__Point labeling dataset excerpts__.
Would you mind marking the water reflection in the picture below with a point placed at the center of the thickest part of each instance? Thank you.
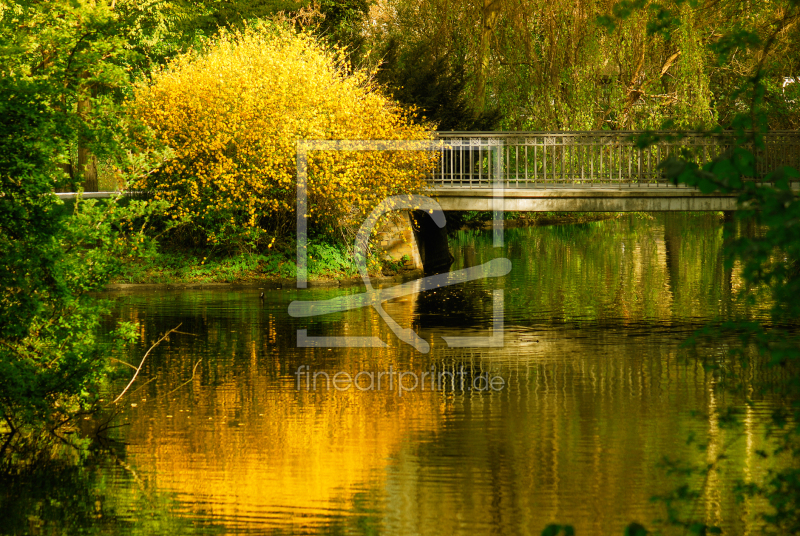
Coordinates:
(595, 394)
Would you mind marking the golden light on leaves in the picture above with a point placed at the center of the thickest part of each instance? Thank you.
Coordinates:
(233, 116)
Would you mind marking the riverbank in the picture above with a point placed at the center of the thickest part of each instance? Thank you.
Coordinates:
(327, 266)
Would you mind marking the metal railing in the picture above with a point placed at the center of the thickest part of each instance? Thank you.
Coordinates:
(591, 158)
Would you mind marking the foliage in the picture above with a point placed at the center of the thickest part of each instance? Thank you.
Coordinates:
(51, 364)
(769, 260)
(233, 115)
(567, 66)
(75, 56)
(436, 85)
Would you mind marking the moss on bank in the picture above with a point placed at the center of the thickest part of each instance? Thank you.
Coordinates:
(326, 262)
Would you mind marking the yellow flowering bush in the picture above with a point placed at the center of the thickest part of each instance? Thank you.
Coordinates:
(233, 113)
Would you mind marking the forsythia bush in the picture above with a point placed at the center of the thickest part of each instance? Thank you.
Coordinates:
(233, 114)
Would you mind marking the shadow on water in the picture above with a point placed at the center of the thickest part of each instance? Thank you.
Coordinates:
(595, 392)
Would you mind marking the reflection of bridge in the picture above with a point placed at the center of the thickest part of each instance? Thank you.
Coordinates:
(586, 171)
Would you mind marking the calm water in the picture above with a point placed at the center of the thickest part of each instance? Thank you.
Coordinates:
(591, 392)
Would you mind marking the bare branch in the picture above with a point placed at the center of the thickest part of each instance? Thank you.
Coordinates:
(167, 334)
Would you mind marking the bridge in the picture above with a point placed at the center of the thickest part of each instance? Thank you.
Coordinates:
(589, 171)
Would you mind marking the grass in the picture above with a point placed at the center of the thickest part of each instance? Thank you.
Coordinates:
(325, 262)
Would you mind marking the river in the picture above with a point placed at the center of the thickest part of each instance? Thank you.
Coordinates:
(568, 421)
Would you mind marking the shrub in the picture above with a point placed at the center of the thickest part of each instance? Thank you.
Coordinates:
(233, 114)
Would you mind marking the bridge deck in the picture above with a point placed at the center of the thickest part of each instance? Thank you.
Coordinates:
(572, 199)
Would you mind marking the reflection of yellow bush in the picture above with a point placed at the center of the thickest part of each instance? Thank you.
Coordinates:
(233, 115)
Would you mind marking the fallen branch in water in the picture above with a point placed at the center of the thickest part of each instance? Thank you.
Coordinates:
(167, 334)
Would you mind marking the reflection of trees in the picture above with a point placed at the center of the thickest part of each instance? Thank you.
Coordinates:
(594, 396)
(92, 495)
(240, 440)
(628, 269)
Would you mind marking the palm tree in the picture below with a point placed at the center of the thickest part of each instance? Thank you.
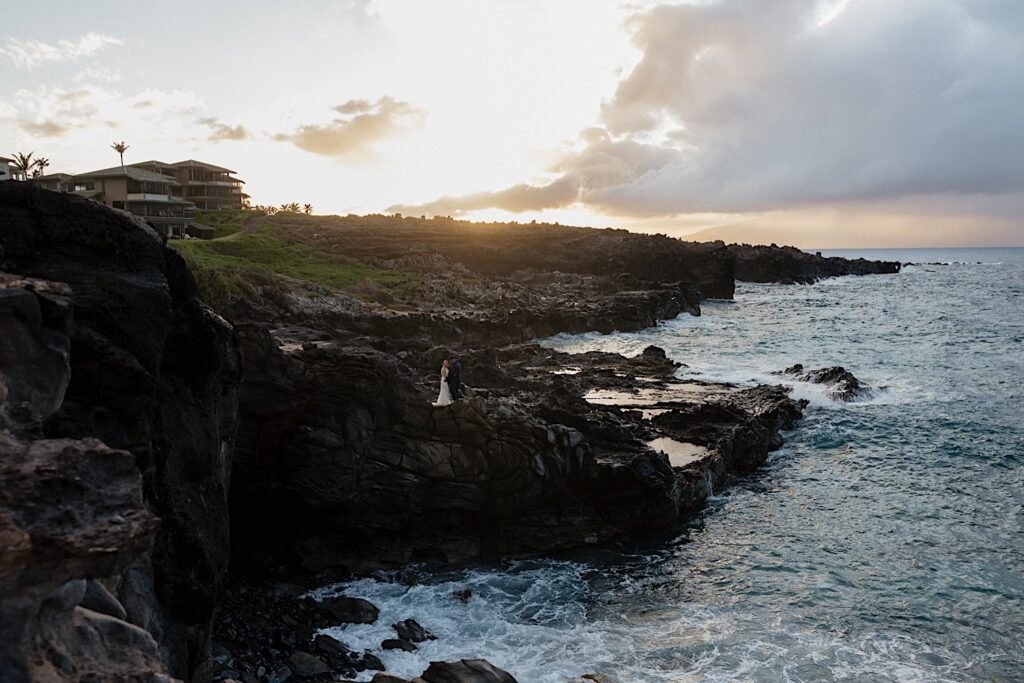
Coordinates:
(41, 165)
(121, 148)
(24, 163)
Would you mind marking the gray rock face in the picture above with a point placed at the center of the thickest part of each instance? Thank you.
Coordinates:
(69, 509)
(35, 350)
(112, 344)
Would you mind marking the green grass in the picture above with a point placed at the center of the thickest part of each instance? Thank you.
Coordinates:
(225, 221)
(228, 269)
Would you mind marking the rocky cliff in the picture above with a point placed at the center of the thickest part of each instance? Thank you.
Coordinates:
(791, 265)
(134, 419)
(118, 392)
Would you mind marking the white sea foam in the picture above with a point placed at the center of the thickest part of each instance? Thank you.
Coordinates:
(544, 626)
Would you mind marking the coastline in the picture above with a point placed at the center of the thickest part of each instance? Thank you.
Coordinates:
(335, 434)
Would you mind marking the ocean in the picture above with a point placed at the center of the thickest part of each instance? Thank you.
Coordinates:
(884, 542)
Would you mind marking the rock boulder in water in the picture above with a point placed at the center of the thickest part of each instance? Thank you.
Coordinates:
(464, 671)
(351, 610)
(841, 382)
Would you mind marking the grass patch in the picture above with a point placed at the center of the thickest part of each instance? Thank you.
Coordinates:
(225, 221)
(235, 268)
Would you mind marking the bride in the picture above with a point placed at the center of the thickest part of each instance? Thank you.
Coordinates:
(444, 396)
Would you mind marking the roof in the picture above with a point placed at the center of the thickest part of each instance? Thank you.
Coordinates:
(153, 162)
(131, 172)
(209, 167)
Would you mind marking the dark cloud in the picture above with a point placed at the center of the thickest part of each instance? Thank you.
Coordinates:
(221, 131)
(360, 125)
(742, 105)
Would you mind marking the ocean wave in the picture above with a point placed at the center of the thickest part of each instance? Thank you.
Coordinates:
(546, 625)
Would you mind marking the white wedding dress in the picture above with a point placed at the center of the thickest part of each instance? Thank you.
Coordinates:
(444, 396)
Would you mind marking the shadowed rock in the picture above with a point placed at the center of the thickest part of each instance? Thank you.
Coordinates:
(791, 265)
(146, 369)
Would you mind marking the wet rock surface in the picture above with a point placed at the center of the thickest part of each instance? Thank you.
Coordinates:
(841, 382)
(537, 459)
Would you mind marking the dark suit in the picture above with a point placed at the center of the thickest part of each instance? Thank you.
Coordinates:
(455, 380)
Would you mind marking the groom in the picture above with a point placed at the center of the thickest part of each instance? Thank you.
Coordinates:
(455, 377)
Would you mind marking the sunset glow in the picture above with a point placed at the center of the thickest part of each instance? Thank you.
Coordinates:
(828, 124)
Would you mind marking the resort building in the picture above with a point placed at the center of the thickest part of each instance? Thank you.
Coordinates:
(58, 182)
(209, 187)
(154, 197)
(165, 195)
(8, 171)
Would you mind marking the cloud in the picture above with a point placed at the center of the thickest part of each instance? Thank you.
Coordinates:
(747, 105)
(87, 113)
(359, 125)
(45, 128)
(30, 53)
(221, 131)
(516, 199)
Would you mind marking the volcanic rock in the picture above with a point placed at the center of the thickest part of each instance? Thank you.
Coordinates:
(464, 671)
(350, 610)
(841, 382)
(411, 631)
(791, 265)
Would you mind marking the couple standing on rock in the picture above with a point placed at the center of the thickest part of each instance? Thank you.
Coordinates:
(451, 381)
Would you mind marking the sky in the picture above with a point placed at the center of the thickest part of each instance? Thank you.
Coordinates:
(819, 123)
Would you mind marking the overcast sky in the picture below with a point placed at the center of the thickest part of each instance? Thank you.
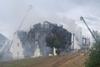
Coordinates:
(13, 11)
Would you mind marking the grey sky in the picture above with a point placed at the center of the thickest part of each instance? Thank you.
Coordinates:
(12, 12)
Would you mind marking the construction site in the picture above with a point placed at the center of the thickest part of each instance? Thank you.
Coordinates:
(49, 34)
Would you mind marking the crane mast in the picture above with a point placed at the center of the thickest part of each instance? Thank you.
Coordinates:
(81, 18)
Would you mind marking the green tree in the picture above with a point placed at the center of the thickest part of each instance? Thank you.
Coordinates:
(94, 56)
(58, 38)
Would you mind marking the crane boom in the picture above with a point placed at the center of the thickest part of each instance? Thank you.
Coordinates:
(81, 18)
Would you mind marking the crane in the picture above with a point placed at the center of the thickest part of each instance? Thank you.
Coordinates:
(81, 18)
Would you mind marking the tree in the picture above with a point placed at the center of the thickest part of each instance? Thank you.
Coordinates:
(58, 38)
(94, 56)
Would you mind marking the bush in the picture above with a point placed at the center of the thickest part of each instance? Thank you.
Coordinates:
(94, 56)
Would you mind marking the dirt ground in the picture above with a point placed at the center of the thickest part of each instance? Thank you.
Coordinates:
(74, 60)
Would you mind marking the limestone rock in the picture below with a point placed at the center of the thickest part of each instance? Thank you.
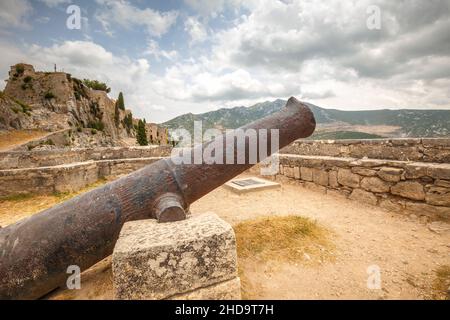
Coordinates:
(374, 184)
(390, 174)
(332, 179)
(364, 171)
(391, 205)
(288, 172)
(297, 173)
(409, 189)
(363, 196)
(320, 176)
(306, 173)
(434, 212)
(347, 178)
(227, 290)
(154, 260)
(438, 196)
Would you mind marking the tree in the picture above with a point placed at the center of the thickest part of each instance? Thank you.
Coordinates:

__Stated exercise__. Write out the lines of the material from the one containing "Would you mind marking the overcast" through the last, exactly and only those. Leave every picture out.

__Correct response__.
Would you mind marking the overcast sky in the picture below with a point placed at the center of the thickest part of each instance? Thank you.
Coordinates:
(13, 11)
Would you mind marking the grey sky in the picture above with a point placed at the center of the thickest part of each instance? Thank you.
Coordinates:
(12, 12)
Would you mind marking the construction site in the picture above with a point placed at the center of the thickest part of each instance? Thank you.
Coordinates:
(49, 34)
Would you mind marking the crane mast in the picture above with a point placed at the center of the thickest part of each instance? Thank you.
Coordinates:
(81, 18)
Would you mind marking the green tree in the picture above with a point placed at the center of the thickest part of each instance? Thank you.
Coordinates:
(94, 56)
(58, 38)
Would you mind marking the crane boom in the picture above with a point placed at the center of the thickest part of each instance? Thank you.
Coordinates:
(81, 18)
Would you mind marking the crane in the picture above with a point placed at the center of the thickest part of each instance? Thank you.
Coordinates:
(81, 18)
Would you mind marking the tree in the picture above with a point placed at the center of the thickest part of each instance? Thank you.
Coordinates:
(58, 38)
(94, 56)
Would you mind marking the bush in the picture above with a point placed at the center of the thickest part of each instance? Thank you.
Coordinates:
(94, 56)
Would you mind marking the dirt ground in the picture above with a point placed at the center of the thickest part of each instance? Thank you.
Coordinates:
(74, 60)
Would you mind marking the limestone rock in the picture below with a point placed at the center of the thickest part of each instance? Thank you.
Coordinates:
(374, 184)
(390, 174)
(332, 179)
(364, 171)
(391, 205)
(288, 172)
(297, 173)
(409, 189)
(363, 196)
(320, 176)
(306, 173)
(434, 212)
(347, 178)
(227, 290)
(154, 260)
(438, 196)
Would you mind marking the tree in the picture above with a point placed at the center of the thickest part of each instance? Thank you.
Coordinates:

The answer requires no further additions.